ACTIVITY
Give the entries again exactly, every one of them.
:: GIVEN INFORMATION
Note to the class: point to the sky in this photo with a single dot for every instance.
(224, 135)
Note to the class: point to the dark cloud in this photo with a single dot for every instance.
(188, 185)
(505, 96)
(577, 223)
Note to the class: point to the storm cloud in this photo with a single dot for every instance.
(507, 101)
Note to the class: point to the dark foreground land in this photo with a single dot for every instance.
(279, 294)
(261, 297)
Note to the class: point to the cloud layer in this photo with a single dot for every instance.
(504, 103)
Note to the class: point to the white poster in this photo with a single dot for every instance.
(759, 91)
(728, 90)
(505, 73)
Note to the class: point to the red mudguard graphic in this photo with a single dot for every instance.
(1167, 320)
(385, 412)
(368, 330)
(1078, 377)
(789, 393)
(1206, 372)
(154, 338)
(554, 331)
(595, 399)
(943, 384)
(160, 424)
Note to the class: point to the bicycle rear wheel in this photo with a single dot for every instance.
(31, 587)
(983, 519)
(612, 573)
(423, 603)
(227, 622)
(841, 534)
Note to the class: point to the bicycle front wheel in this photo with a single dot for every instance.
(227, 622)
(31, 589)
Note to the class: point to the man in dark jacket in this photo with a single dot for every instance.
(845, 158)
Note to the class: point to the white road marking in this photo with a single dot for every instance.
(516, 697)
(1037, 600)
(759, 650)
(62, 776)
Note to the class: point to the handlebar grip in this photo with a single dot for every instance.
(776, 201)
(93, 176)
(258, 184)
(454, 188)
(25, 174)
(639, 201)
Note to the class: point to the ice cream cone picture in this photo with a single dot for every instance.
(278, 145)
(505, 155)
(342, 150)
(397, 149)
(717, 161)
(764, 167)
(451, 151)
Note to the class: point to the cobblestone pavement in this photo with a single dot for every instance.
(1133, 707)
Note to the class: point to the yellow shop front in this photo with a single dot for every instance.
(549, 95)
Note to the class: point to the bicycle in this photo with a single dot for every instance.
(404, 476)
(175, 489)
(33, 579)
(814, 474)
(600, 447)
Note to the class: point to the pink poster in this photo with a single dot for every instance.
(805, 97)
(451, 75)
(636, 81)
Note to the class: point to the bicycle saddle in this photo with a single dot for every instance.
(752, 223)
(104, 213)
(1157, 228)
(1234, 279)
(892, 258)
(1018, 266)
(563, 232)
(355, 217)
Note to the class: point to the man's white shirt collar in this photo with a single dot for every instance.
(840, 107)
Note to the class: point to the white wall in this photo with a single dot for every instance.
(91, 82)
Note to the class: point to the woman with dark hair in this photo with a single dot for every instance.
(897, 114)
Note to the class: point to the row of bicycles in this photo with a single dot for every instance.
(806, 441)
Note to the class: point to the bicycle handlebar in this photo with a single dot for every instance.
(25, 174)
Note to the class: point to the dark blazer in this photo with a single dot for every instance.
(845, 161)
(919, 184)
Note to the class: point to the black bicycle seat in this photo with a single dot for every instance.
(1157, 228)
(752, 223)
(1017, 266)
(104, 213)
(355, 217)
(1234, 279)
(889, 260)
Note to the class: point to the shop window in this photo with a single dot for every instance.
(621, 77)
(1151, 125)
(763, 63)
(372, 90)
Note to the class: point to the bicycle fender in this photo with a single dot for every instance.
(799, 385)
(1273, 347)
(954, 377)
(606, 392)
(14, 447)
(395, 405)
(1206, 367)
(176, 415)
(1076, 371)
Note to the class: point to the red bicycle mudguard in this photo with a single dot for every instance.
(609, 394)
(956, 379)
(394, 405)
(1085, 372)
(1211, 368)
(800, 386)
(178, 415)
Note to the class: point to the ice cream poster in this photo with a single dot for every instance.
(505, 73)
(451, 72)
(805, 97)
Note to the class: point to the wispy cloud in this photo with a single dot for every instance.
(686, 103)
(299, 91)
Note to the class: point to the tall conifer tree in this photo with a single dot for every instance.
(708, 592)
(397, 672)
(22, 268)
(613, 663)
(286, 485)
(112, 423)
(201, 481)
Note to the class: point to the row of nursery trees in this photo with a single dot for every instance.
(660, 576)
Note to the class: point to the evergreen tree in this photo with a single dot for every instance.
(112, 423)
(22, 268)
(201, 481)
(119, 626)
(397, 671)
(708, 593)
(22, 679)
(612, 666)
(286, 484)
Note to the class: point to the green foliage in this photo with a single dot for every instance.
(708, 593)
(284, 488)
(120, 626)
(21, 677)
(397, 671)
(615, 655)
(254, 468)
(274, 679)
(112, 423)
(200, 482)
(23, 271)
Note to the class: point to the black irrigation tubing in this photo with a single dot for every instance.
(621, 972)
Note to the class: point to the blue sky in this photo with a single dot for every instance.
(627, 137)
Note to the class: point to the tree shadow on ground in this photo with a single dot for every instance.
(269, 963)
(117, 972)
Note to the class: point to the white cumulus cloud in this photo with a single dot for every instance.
::::
THE ANSWER
Note to the class: point to the sky in this photo with a single dot for every instance.
(224, 135)
Note to the class: point to the dark cloud in this photo with a single dot for every instance.
(188, 185)
(505, 96)
(577, 223)
Note to the class: point to the storm cloud in this photo with a single dot for every instance.
(507, 101)
Note to the class: point to the dark foreground land in this photo with a single dot for every instance.
(279, 294)
(261, 297)
Note to the class: point to the cloud layer in this photo with a single dot for every instance.
(504, 103)
Note to the class: point to the white poster in this photo with a single dot for every instance.
(759, 91)
(728, 90)
(505, 73)
Note to the class: point to the red mudguard graphic in this photo with a single dot for every instance.
(1167, 320)
(385, 412)
(368, 330)
(1078, 377)
(789, 393)
(1206, 372)
(154, 338)
(554, 331)
(595, 399)
(943, 384)
(160, 424)
Note to the class: point to the bicycle rear wheel in this photo with a single dot for every instance.
(31, 587)
(983, 519)
(612, 573)
(423, 603)
(227, 622)
(841, 534)
Note to the class: point to the bicycle front wheel in this photo with a single dot for every instance.
(227, 622)
(31, 589)
Note to the class: point to the man in dark jacket in this photo with a single dot for every instance.
(845, 158)
Note to the class: point to the white road marking in this photo with a single dot for every instance.
(516, 697)
(1037, 600)
(759, 650)
(62, 776)
Note to the class: point to the handlebar grip in this photo with a single dot for every instance.
(776, 201)
(93, 176)
(258, 184)
(454, 188)
(25, 174)
(639, 201)
Note to the class: point to the ice cream cone picture in this photo with a single dot for every instance.
(278, 145)
(505, 155)
(342, 150)
(397, 149)
(717, 161)
(764, 167)
(451, 151)
Note to the class: point to the cobblestone pavement in this photo with a single dot for every instance.
(1133, 707)
Note to the class: point to the yellow shop front in this photo with a single dot for every instance.
(549, 95)
Note to the class: point to the bicycle in this photo with a single dot for every instance.
(404, 476)
(175, 489)
(33, 579)
(814, 474)
(600, 447)
Note to the class: point to the pink poster in this photo with a single dot for every instance.
(805, 97)
(451, 75)
(636, 81)
Note to the class: point to the bicycle saddle in this photo with a single dot for every instance.
(752, 223)
(104, 213)
(1157, 228)
(1234, 279)
(892, 258)
(1018, 266)
(563, 232)
(355, 217)
Note to the class: point to the man's white shirt collar in this photo with a single dot for every instance.
(840, 107)
Note to the class: point to the white wall in this photo with a single dot for every instance.
(91, 82)
Note to the class: point to the woman with dark hair in this photo with a single dot for every instance.
(897, 114)
Note to the class: point to the row of bicycles in this photo with a single dot for every instance.
(806, 441)
Note to the class: point to the bicycle handlebar in this photo with a single dot for every instance.
(25, 174)
Note to the class: point to the dark blazer in this photo with a single dot for every instance.
(845, 161)
(919, 184)
Note to the class: point to the black bicycle seat in this photo with a single dot for every instance.
(1157, 228)
(752, 223)
(1017, 266)
(104, 213)
(355, 217)
(1234, 279)
(889, 260)
Note to the class: point to the shop window in this photo with a single dot for every instance.
(621, 77)
(1151, 125)
(763, 63)
(372, 90)
Note to the class: point to the bicycle fender in this photo with a single dot for every instance.
(799, 385)
(1273, 347)
(954, 377)
(606, 392)
(14, 447)
(395, 405)
(1206, 367)
(176, 415)
(1076, 371)
Note to the class: point to the red bicycle mudguard in this photo with a single dot for every instance.
(609, 394)
(956, 379)
(394, 405)
(1085, 372)
(1211, 368)
(800, 386)
(178, 415)
Note to the class: point to the ice cream poster in this photo with a single dot for every instance.
(505, 73)
(451, 72)
(805, 97)
Note to the class: point to the wispy cloud in this photo with a single dot for every instance.
(686, 103)
(299, 91)
Note to the class: point to the tall conifer tree in this photo with a single dot for every instance.
(708, 592)
(397, 672)
(22, 268)
(613, 663)
(286, 485)
(112, 423)
(201, 481)
Note to the class: point to the row of nursery trees in this photo with a single dot for every instance.
(660, 576)
Note to the class: point to the evergreen tree in this photo with a single dot for every instance.
(112, 423)
(22, 268)
(201, 481)
(119, 626)
(397, 671)
(708, 593)
(22, 679)
(612, 666)
(286, 484)
Note to the class: point to the green foliage in this photo with a single dot for every instance.
(708, 593)
(284, 488)
(120, 626)
(21, 677)
(397, 671)
(615, 655)
(254, 468)
(274, 679)
(112, 423)
(200, 482)
(23, 271)
Note to the class: point to the black irrigation tubing in this photo with a single dot for every instance.
(621, 972)
Note to the class: point to the blue sky in this photo with a single dot for every instance.
(627, 137)
Note to the class: point to the tree shadow on ground in this photo with a single dot for every instance.
(269, 963)
(117, 972)
Note to the class: point to the white cumulus cloud in this photo with a single dot for every instance.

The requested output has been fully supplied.